▸ **Document passage**:
Abstract:
An apparatus and a method for measuring subcutaneous fat thickness using amplitude mode (A-mode) ultrasound technology are proposed. An echo peak generated at a fat-muscle boundary is distinguished from other echo peaks generated at muscle-bone boundaries or at muscle-muscle boundaries. The discrimination of echo peaks is based on echo time delay change when applying variable pressure to an ultrasound transducer. Statistical information of echo peak time delay change is estimated and is used for determine an echo peak generated at the fat-muscle boundary.

Description:
BACKGROUND 
     Field of the Invention: 
     Embodiments described herein related generally to an apparatus and a method for measuring subcutaneous fat thickness using amplitude mode (A-mode) ultrasound technology. 
     Description of the Related Art: There are several ways to measure subcutaneous (i.e., under the skin) fat thickness. One method is using a skin fold caliper. By using this method, skin and fat at a measuring spot is pinched and folded. The total thickness is measured using the caliper. The measured thickness depends on how tight the skin and fat layers are pinched. Another problem of using this method is that one can not fold skin and fat layers at certain body locations.

▸ **Dataset excerpts**:
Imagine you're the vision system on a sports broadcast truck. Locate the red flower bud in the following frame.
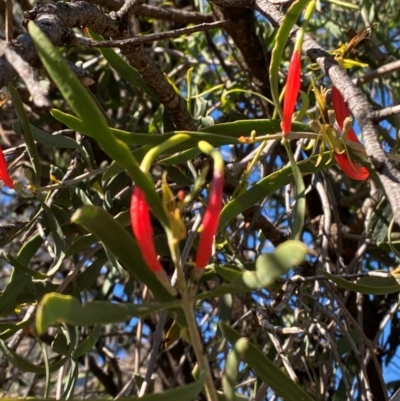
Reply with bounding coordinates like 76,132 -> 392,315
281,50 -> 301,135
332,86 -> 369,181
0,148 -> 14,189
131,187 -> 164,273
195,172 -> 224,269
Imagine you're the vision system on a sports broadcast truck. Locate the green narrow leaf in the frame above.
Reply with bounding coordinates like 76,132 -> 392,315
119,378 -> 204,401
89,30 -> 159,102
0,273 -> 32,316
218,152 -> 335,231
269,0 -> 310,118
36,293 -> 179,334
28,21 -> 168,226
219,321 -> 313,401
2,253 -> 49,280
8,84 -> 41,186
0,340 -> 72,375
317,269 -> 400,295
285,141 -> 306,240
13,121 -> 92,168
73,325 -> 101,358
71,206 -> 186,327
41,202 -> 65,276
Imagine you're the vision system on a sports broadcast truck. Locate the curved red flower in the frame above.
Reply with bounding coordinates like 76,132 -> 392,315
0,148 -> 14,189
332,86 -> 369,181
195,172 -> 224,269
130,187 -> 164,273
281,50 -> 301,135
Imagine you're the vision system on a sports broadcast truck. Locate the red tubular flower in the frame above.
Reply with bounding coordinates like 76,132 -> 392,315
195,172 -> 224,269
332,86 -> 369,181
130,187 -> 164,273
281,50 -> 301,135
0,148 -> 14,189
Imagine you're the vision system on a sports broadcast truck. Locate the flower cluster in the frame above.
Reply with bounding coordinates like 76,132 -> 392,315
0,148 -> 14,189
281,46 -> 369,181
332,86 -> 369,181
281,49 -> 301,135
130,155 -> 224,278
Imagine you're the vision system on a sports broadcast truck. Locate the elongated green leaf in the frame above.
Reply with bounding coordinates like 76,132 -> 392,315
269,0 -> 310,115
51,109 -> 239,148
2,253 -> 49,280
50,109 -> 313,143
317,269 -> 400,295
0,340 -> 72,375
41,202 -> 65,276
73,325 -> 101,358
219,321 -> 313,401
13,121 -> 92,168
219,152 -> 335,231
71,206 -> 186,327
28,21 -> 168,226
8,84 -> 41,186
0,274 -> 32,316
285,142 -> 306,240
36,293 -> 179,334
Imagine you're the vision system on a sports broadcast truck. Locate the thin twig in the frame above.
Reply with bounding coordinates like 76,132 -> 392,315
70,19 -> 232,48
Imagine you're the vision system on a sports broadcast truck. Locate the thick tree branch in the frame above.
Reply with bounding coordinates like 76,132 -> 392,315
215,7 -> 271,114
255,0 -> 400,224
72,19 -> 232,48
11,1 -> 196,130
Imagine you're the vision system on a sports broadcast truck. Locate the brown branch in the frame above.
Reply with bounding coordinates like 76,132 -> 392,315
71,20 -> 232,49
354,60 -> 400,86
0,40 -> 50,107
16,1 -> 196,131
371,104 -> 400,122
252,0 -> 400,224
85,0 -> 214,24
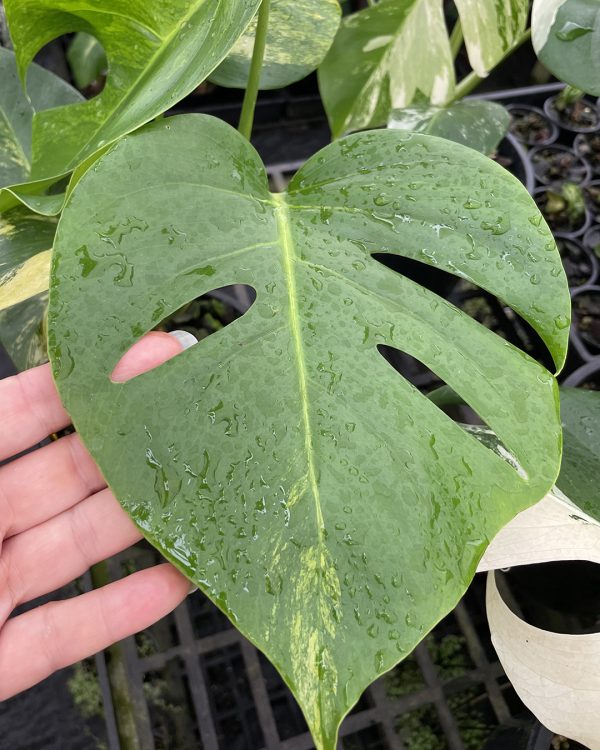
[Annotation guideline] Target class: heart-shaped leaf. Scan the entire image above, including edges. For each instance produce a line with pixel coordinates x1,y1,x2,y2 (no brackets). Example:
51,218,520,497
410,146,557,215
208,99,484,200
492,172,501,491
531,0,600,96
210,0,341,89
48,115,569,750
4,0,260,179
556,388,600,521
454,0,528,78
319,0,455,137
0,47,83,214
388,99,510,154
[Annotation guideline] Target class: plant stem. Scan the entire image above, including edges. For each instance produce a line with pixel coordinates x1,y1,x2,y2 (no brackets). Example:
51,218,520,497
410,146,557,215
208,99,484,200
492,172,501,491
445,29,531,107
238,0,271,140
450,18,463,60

▸ **Task list**:
1 > Duplicate everything in the fat-thickness patent text from "Description of the" down to "certain body locations.".
2 > In the fat-thickness patent text, what is the discrimination of echo peaks based on?
3 > Continue the fat-thickness patent text from where it stops.

▸ **Responses to the exercise**:
1 >
Description of the Related Art: There are several ways to measure subcutaneous (i.e., under the skin) fat thickness. One method is using a skin fold caliper. By using this method, skin and fat at a measuring spot is pinched and folded. The total thickness is measured using the caliper. The measured thickness depends on how tight the skin and fat layers are pinched. Another problem of using this method is that one can not fold skin and fat layers at certain body locations.

2 > Echo time delay change when variable pressure is applied to an ultrasound transducer.

3 >
     The second method of measuring subcutaneous fat thickness is using ultrasound technology. Studies have been conducted using hospital ultrasound machines to measure skin fat thickness. The fat thickness is obtained by measuring distances on a two-dimensional ultrasound image which is formed using a brightness mode (B-mode) scan. A disadvantage of this method is that the ultrasound machines used in hospitals are expensive. 
     Another method of measuring subcutaneous fat thickness is using A-Mode ultrasound technology. The basic idea is similar to that of an industrial thickness gauge. The thickness gauge first sends an ultrasound pulse and then receives an echo signal. Based on the known velocity of sound in a measured material and the measured echo time delay (often called “time-of-flight”), the thickness of the measured material can be calculated using a simple formula. However, the human body is more complicated and has multiple layers underneath the skin. The thickness of each layer is not uniform. An industrial thickness gauge that is used for measuring metal thickness can not be used to measure subcutaneous fat thickness of the human body. 
     An ultrasound device (BodyMetrix™) is available on the market for measuring skin fat thickness. BodyMetrix uses A-mode ultrasound to measure subcutaneous fat thickness. After sending out one ultrasound pulse, the device receives an echo having multiple peaks caused by multiple layers underneath the skin. BodyMetrix assumes that the first strong peak is an echo generated from a fat-muscle boundary. However, the inventor of the current application noticed that this assumption is not always true. Sometimes, BodyMetrix picks an echo peak that is not generated at the fat-muscle boundary. Therefore, the calculated subcutaneous fat thickness is incorrect.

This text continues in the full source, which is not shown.